GOAL — Locate each line in the listing below that contains the string "black", with case counting, and copy those lines out.
═══ RECORDS TO PROCESS ═══
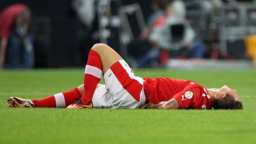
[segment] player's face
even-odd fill
[[[224,85],[222,88],[219,89],[220,92],[223,93],[228,93],[233,96],[235,99],[235,101],[240,100],[238,95],[236,94],[236,90],[232,89],[228,86]]]

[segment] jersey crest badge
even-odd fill
[[[193,93],[190,91],[188,91],[185,93],[185,97],[187,99],[190,99],[193,97]]]

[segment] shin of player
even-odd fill
[[[81,102],[86,103],[91,101],[102,75],[102,65],[98,53],[91,49],[89,53],[87,63],[85,66],[84,88]]]

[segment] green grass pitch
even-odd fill
[[[0,71],[0,144],[245,144],[256,142],[256,71],[138,69],[145,77],[237,90],[242,110],[11,108],[12,96],[40,99],[83,83],[84,70]]]

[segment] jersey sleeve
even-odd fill
[[[199,88],[187,88],[176,93],[172,98],[177,100],[179,109],[188,109],[193,106],[196,100],[195,95],[198,93],[200,93]]]

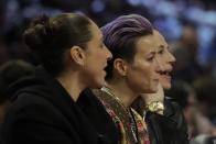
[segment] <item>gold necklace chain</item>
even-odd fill
[[[138,143],[138,136],[137,136],[137,132],[136,132],[136,130],[137,130],[137,123],[136,123],[136,121],[134,121],[134,119],[133,119],[133,117],[132,117],[131,108],[130,108],[130,107],[127,108],[127,107],[122,103],[122,101],[121,101],[117,96],[115,96],[115,95],[111,92],[111,89],[110,89],[110,88],[108,88],[108,87],[102,87],[101,90],[102,90],[104,92],[108,93],[109,96],[111,96],[111,97],[117,101],[117,103],[119,103],[119,104],[126,110],[126,112],[127,112],[127,114],[128,114],[128,117],[129,117],[129,119],[130,119],[130,130],[131,130],[131,132],[132,132],[132,136],[133,136],[136,143]]]

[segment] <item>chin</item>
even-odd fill
[[[171,84],[166,84],[166,85],[162,85],[163,89],[170,89],[171,88]]]
[[[166,80],[161,80],[161,85],[163,87],[163,89],[170,89],[171,88],[171,82],[166,81]]]

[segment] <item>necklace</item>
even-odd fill
[[[125,111],[127,112],[127,115],[129,117],[129,120],[130,120],[130,131],[132,133],[132,137],[133,137],[134,142],[138,143],[137,122],[134,120],[134,115],[133,115],[133,112],[132,112],[131,108],[127,108],[122,103],[122,101],[111,92],[111,89],[109,89],[108,87],[102,87],[101,91],[111,96],[116,100],[116,102],[125,109]]]

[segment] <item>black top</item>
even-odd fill
[[[102,103],[96,98],[96,96],[94,96],[90,89],[85,89],[82,92],[77,103],[107,144],[118,144],[118,142],[120,142],[120,132],[116,128]]]
[[[2,125],[4,144],[102,144],[71,96],[43,68],[18,81],[9,93],[12,107]]]
[[[151,144],[188,144],[187,124],[182,109],[168,97],[164,107],[163,115],[147,112],[145,122]]]

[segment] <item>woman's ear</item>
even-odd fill
[[[72,60],[74,60],[77,65],[83,66],[85,63],[84,49],[79,46],[73,46],[69,52]]]
[[[117,70],[117,73],[121,76],[126,76],[127,75],[127,70],[128,70],[128,65],[127,62],[125,62],[121,58],[116,58],[114,60],[114,68]]]

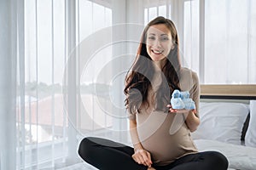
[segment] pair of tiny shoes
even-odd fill
[[[181,99],[184,103],[184,109],[185,110],[194,110],[195,109],[195,102],[193,101],[192,99],[189,98],[189,92],[185,91],[185,92],[181,92]]]
[[[188,91],[180,92],[176,89],[173,91],[171,99],[172,109],[181,110],[194,110],[195,109],[195,102],[189,98]]]

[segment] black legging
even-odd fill
[[[101,170],[147,170],[131,157],[133,148],[108,139],[84,138],[79,148],[79,156]],[[184,156],[166,166],[152,165],[157,170],[226,170],[228,160],[217,151],[198,152]]]

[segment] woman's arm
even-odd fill
[[[197,127],[200,124],[199,119],[199,101],[200,101],[200,85],[199,79],[195,72],[192,72],[192,82],[193,87],[189,91],[190,97],[195,101],[195,110],[189,110],[189,113],[185,114],[187,116],[186,124],[191,132],[194,132],[197,129]]]
[[[136,119],[130,119],[130,134],[134,146],[133,160],[138,164],[143,164],[150,167],[152,165],[151,156],[148,151],[144,150],[139,140]]]

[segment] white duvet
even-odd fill
[[[256,169],[256,148],[209,139],[195,139],[194,141],[199,151],[217,150],[224,154],[229,160],[229,168]]]

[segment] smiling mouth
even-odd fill
[[[160,51],[160,50],[154,50],[154,49],[152,49],[151,51],[155,54],[161,54],[164,52],[164,50]]]

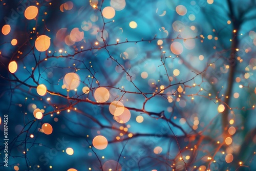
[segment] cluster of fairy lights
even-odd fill
[[[111,1],[112,2],[112,1]],[[90,4],[92,6],[93,9],[95,10],[99,10],[103,15],[103,17],[107,19],[112,19],[115,15],[116,11],[120,11],[124,8],[125,7],[125,2],[124,0],[123,1],[118,1],[118,3],[116,1],[113,1],[113,2],[118,3],[115,4],[114,6],[108,6],[104,7],[102,10],[99,10],[98,8],[98,2],[97,0],[93,0],[90,1]],[[209,4],[212,4],[214,3],[214,1],[207,0],[207,3]],[[113,4],[111,4],[113,5]],[[52,5],[51,3],[49,3],[49,5]],[[36,3],[36,6],[30,6],[27,8],[24,12],[24,15],[25,17],[28,20],[32,20],[35,19],[36,18],[39,11],[39,3]],[[74,6],[74,4],[72,2],[69,1],[64,4],[62,4],[60,7],[60,10],[62,12],[65,12],[66,11],[71,10]],[[179,5],[176,8],[177,13],[181,16],[184,15],[186,14],[187,12],[187,9],[185,7],[182,5]],[[157,13],[158,12],[157,10]],[[45,13],[45,15],[47,14],[47,13]],[[161,14],[160,16],[163,16],[165,15],[165,13],[164,12],[162,14]],[[195,16],[189,15],[189,18],[191,20],[193,20],[195,19]],[[97,18],[95,17],[92,16],[91,17],[91,21],[89,22],[84,22],[85,23],[83,23],[81,26],[81,29],[83,31],[80,31],[80,29],[78,28],[75,28],[73,29],[70,34],[67,35],[63,37],[63,34],[66,34],[67,29],[66,28],[62,28],[58,30],[56,34],[56,38],[58,39],[59,41],[64,41],[66,44],[68,46],[73,46],[76,42],[79,42],[80,41],[83,41],[83,38],[84,37],[84,32],[87,31],[90,29],[93,29],[92,28],[92,22],[96,21],[98,18]],[[114,22],[114,20],[112,20],[112,22]],[[178,23],[179,21],[175,22],[176,23]],[[227,24],[230,25],[231,22],[230,20],[227,21]],[[136,29],[138,27],[138,24],[134,21],[131,21],[129,23],[129,26],[132,29]],[[9,25],[6,25],[4,26],[2,29],[2,32],[4,35],[8,35],[11,31],[11,26]],[[174,28],[175,30],[175,28]],[[192,26],[189,28],[191,30],[194,31],[197,29],[196,27],[194,26]],[[98,28],[96,28],[94,29],[98,29]],[[168,31],[165,30],[164,27],[161,28],[162,31],[165,32],[167,35],[168,35]],[[36,32],[36,28],[33,28],[33,30],[31,31],[31,33]],[[182,30],[175,30],[176,31],[180,32],[181,33],[182,32]],[[48,31],[50,31],[48,30]],[[236,30],[233,30],[233,33],[236,32]],[[213,32],[215,32],[215,30],[214,29]],[[104,37],[107,36],[107,33],[102,31],[102,35],[99,37],[99,35],[97,35],[97,33],[94,31],[93,33],[94,33],[95,36],[97,37],[97,40],[95,41],[93,43],[93,46],[96,47],[95,48],[101,48],[103,44],[104,41],[102,41],[102,38],[104,39]],[[214,37],[212,35],[208,35],[206,36],[208,40],[215,39],[215,40],[217,40],[218,39],[218,37],[217,36]],[[201,38],[201,42],[203,41],[203,39],[206,38],[203,35],[200,35],[200,37]],[[184,37],[184,39],[186,37]],[[31,39],[32,39],[31,38]],[[230,41],[232,41],[232,39],[230,39]],[[16,38],[13,38],[11,41],[11,44],[12,46],[16,46],[18,41]],[[167,58],[171,58],[173,59],[175,59],[176,57],[179,57],[179,55],[181,54],[183,52],[183,46],[185,46],[188,49],[193,49],[195,46],[195,42],[194,39],[188,39],[186,41],[184,41],[184,44],[182,45],[181,43],[178,41],[174,41],[170,45],[170,50],[173,54],[175,55],[175,57],[173,57],[171,55],[168,56],[168,57],[166,57],[165,54],[166,54],[166,51],[164,50],[164,48],[163,46],[164,45],[164,41],[162,39],[158,39],[156,41],[156,44],[161,50],[162,56],[165,57],[166,59]],[[121,40],[119,39],[116,39],[116,45],[120,44],[121,42]],[[48,54],[52,54],[52,52],[51,50],[49,50],[49,48],[51,46],[51,38],[48,36],[46,35],[40,35],[37,37],[34,41],[35,48],[38,52],[47,52]],[[216,47],[214,47],[214,49],[216,49]],[[80,47],[80,50],[81,52],[84,50],[84,47],[81,46]],[[132,50],[133,49],[132,49]],[[76,51],[78,51],[78,49],[77,48],[76,49]],[[237,51],[239,51],[239,49],[236,49],[236,50]],[[248,49],[245,50],[245,51],[248,51]],[[126,50],[126,51],[124,52],[122,54],[120,55],[120,57],[123,59],[126,59],[129,56],[129,53],[130,52],[130,50]],[[58,52],[60,55],[60,56],[67,56],[67,51],[66,51],[63,49],[59,49],[58,51],[55,51],[55,53]],[[18,51],[18,53],[21,55],[23,54],[22,52]],[[46,61],[48,60],[48,58],[50,56],[48,56],[44,60]],[[18,56],[17,58],[19,58]],[[202,55],[200,55],[198,57],[198,60],[200,61],[203,61],[204,59],[204,57]],[[237,59],[240,62],[242,63],[243,62],[243,59],[241,59],[241,57],[238,56],[237,57]],[[90,65],[92,64],[91,62]],[[75,64],[74,63],[73,66],[75,66]],[[90,67],[93,68],[93,66],[91,65]],[[214,62],[212,62],[209,63],[207,67],[211,67],[212,68],[215,68],[215,64]],[[228,65],[225,65],[225,67],[226,69],[229,69],[230,66]],[[255,70],[255,68],[254,67],[253,70]],[[24,68],[26,68],[24,67]],[[206,68],[206,69],[207,69]],[[18,65],[16,61],[12,60],[9,63],[8,66],[8,69],[9,72],[13,74],[15,74],[15,73],[18,70]],[[120,68],[119,68],[120,69]],[[245,71],[246,72],[244,74],[244,78],[245,79],[248,79],[250,76],[249,74],[249,71],[251,69],[250,67],[246,67],[245,69]],[[122,68],[121,69],[121,70]],[[116,69],[116,71],[117,72],[119,72],[118,69]],[[205,70],[206,71],[206,70]],[[121,71],[122,72],[122,71]],[[172,76],[168,76],[168,78],[169,81],[172,81],[173,80],[176,79],[177,77],[180,74],[180,71],[178,69],[174,69],[173,71],[173,75]],[[141,78],[143,79],[147,79],[150,77],[150,73],[146,71],[142,71],[140,74]],[[198,74],[199,75],[199,74]],[[94,79],[94,77],[93,74],[91,75],[88,75],[88,78],[90,78],[93,79]],[[236,81],[237,83],[239,83],[241,81],[241,78],[237,77],[236,78]],[[193,80],[194,79],[192,79],[191,80]],[[97,80],[94,80],[96,83],[98,83],[98,81]],[[187,102],[187,101],[186,101],[183,99],[183,96],[186,96],[189,97],[191,101],[195,100],[195,97],[197,96],[200,96],[200,92],[205,91],[202,87],[201,87],[200,84],[197,84],[196,83],[191,83],[190,82],[184,82],[184,83],[179,84],[178,87],[177,87],[177,89],[171,90],[170,86],[166,86],[166,85],[161,85],[159,84],[159,82],[160,82],[160,80],[156,81],[154,79],[149,79],[148,81],[148,83],[150,87],[153,88],[154,89],[154,92],[152,93],[152,94],[155,95],[163,95],[166,96],[166,99],[168,101],[169,103],[172,103],[174,102],[179,102],[180,106],[181,108],[184,108],[186,106],[186,102]],[[81,82],[80,78],[79,75],[76,73],[74,72],[70,72],[67,73],[63,78],[63,84],[61,86],[62,89],[67,90],[67,91],[75,91],[78,92],[79,90],[77,89],[77,88],[80,85]],[[245,85],[240,84],[239,86],[239,88],[241,89],[248,88]],[[200,91],[196,94],[189,94],[187,95],[186,94],[186,90],[187,89],[191,89],[195,88],[200,88]],[[47,87],[44,84],[38,84],[38,86],[35,88],[36,89],[36,92],[38,95],[40,96],[47,96],[46,98],[47,101],[48,102],[51,102],[51,97],[50,96],[50,94],[52,94],[53,93],[49,93],[50,92],[48,90]],[[119,89],[119,88],[118,88]],[[124,87],[122,87],[120,88],[120,90],[125,91],[125,88]],[[125,101],[124,100],[114,100],[112,102],[110,101],[110,98],[111,96],[109,90],[108,90],[108,87],[98,87],[98,88],[90,88],[88,86],[84,86],[83,87],[82,92],[83,94],[88,94],[91,93],[91,92],[93,92],[94,98],[95,99],[95,101],[96,103],[104,104],[105,103],[106,104],[109,103],[108,104],[109,106],[109,112],[113,115],[113,119],[116,121],[117,122],[123,124],[124,126],[119,126],[117,129],[119,130],[120,133],[119,135],[117,135],[115,137],[114,141],[116,142],[121,142],[122,140],[125,137],[129,137],[130,138],[132,138],[134,134],[133,133],[130,132],[129,129],[131,126],[130,124],[124,124],[125,123],[127,123],[131,119],[131,111],[127,108],[125,106]],[[254,93],[256,94],[256,88],[254,89]],[[232,110],[232,109],[228,106],[227,106],[226,104],[223,103],[223,98],[229,98],[230,97],[226,96],[225,97],[224,94],[218,94],[218,96],[216,97],[214,97],[215,95],[211,94],[211,93],[208,92],[207,96],[206,96],[206,98],[209,99],[211,100],[214,101],[216,103],[219,104],[217,107],[217,111],[219,113],[222,113],[226,108],[229,108],[229,110],[231,111],[231,113],[233,114],[234,114],[234,112]],[[233,97],[234,98],[238,98],[240,96],[240,94],[238,92],[235,92],[233,94]],[[28,99],[27,98],[26,98],[26,100]],[[33,114],[35,118],[35,120],[41,120],[43,117],[46,117],[47,115],[45,114],[45,110],[43,109],[38,109],[37,108],[37,106],[35,104],[33,104],[32,105],[32,108],[33,109]],[[70,112],[71,111],[76,111],[78,110],[75,107],[69,107],[65,110],[62,111],[58,110],[58,107],[57,106],[56,108],[56,114],[58,115],[60,114],[62,111],[65,111],[68,112]],[[254,109],[255,108],[255,105],[253,105],[252,106],[252,109]],[[143,109],[144,110],[144,109]],[[168,107],[167,109],[167,111],[171,113],[173,111],[173,109],[172,107]],[[27,113],[26,113],[27,114]],[[53,113],[51,113],[50,115],[51,116],[53,117],[54,116]],[[200,126],[201,122],[200,122],[200,118],[199,118],[196,114],[193,115],[191,117],[193,120],[193,125],[192,128],[194,130],[197,130],[199,126]],[[184,118],[178,118],[177,116],[174,116],[173,119],[174,120],[179,119],[179,123],[181,125],[184,124],[186,122],[186,119]],[[144,118],[142,115],[138,115],[136,118],[136,121],[138,123],[142,123],[144,121]],[[0,118],[0,121],[1,120],[1,118]],[[58,119],[57,118],[54,118],[54,121],[55,122],[58,121]],[[228,128],[228,136],[225,138],[223,142],[221,142],[220,141],[218,141],[216,142],[216,143],[218,145],[220,148],[220,147],[224,145],[230,145],[232,144],[232,136],[235,134],[236,131],[237,131],[238,127],[236,126],[233,126],[233,125],[235,123],[235,120],[234,119],[230,119],[229,120],[229,126]],[[54,130],[53,130],[53,126],[49,123],[44,123],[42,124],[41,126],[38,130],[39,132],[45,134],[46,135],[50,135],[52,134]],[[100,132],[99,132],[99,134],[100,134]],[[30,134],[30,137],[31,139],[35,138],[35,135],[33,134]],[[89,137],[89,136],[87,136],[87,137]],[[109,141],[103,135],[97,135],[94,137],[92,141],[92,144],[93,147],[98,150],[103,150],[105,149],[108,145]],[[92,148],[92,146],[90,146],[90,148]],[[186,146],[186,151],[191,151],[197,149],[198,146],[197,145],[193,146],[193,147],[190,147]],[[161,146],[156,146],[154,149],[153,152],[155,154],[159,154],[163,151],[162,148]],[[75,151],[72,147],[68,147],[66,149],[66,150],[63,150],[63,152],[65,152],[69,155],[72,155],[74,153],[76,153]],[[26,153],[28,153],[28,152],[24,152],[24,154]],[[232,162],[233,160],[233,156],[232,154],[232,150],[227,150],[227,152],[224,151],[220,151],[219,153],[221,153],[223,155],[225,155],[225,161],[227,163],[231,163]],[[255,154],[255,152],[253,152]],[[91,153],[92,155],[92,153]],[[215,154],[215,155],[216,154]],[[210,162],[215,163],[217,161],[215,160],[214,156],[207,156],[206,160],[209,161]],[[177,156],[177,158],[176,162],[175,163],[173,163],[173,165],[172,166],[172,167],[174,167],[176,165],[177,165],[179,161],[184,161],[184,162],[188,161],[190,159],[191,156],[189,155],[186,156],[182,156],[182,154],[180,154],[180,155]],[[104,156],[102,156],[102,159],[105,159]],[[243,163],[242,161],[239,161],[238,163],[240,165],[242,165]],[[19,167],[18,166],[19,164],[17,165],[15,165],[14,166],[14,169],[15,170],[19,170]],[[109,166],[116,166],[116,167],[118,169],[121,169],[121,166],[118,163],[118,162],[115,160],[108,160],[105,162],[102,165],[103,169],[104,170],[114,170],[116,168],[109,168]],[[40,166],[38,166],[38,167]],[[197,168],[200,170],[205,170],[207,169],[207,166],[201,165],[201,166],[194,166],[195,168]],[[50,168],[52,168],[52,166],[50,166],[49,167]],[[89,170],[92,170],[91,167],[89,168]],[[174,170],[175,169],[173,169]],[[77,171],[77,170],[75,168],[70,168],[68,170],[68,171]],[[210,170],[208,169],[207,170]],[[152,170],[152,171],[157,171],[156,169]]]

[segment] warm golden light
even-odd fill
[[[233,155],[231,154],[229,154],[226,156],[226,157],[225,158],[225,160],[226,160],[226,162],[228,163],[232,162],[233,159]]]
[[[28,19],[33,19],[38,13],[38,9],[36,6],[31,6],[26,8],[24,15]]]
[[[44,96],[46,94],[47,89],[44,84],[41,84],[37,86],[37,87],[36,88],[36,92],[40,96]]]
[[[231,135],[234,135],[236,133],[236,128],[234,126],[230,126],[228,129],[228,133]]]
[[[71,156],[71,155],[73,155],[73,154],[74,154],[74,150],[72,148],[69,147],[69,148],[67,148],[67,149],[66,150],[66,152],[69,155]]]
[[[135,22],[134,21],[132,21],[132,22],[130,22],[129,26],[132,29],[136,29],[138,27],[138,25],[137,24],[136,22]]]
[[[17,43],[18,41],[15,38],[13,39],[11,41],[11,44],[12,44],[12,46],[15,46],[16,45],[17,45]]]
[[[69,169],[68,169],[67,171],[77,171],[77,170],[75,169],[74,168],[70,168]]]
[[[5,25],[2,28],[2,32],[4,35],[8,34],[11,31],[11,26],[9,25]]]
[[[157,146],[154,148],[154,153],[156,154],[160,154],[163,151],[163,148],[162,148],[160,146]]]
[[[105,149],[108,146],[108,140],[102,135],[98,135],[93,140],[93,145],[98,149]]]
[[[143,121],[143,120],[144,120],[144,118],[141,115],[138,116],[136,117],[136,121],[138,123],[141,123],[141,122],[142,122]]]
[[[17,62],[15,61],[12,61],[9,64],[8,66],[8,69],[9,71],[11,73],[14,73],[16,71],[17,69],[18,69],[18,65],[17,64]]]
[[[42,35],[36,38],[35,42],[35,48],[39,52],[47,51],[50,47],[51,41],[49,37]]]
[[[90,88],[86,86],[82,88],[82,91],[83,93],[88,94],[90,92]]]
[[[220,104],[218,107],[218,112],[219,112],[219,113],[223,112],[224,110],[225,106],[223,104]]]
[[[50,123],[44,123],[41,129],[41,132],[46,135],[50,135],[52,134],[53,129],[52,126]]]

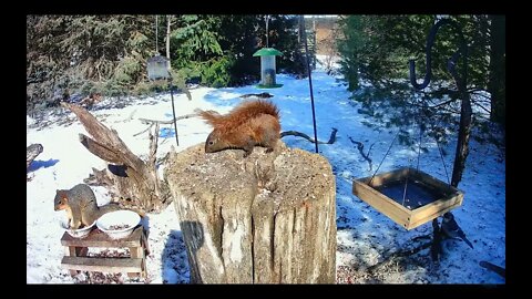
═══
RESPONSE —
[segment] <item>black top</item>
[segment] black legging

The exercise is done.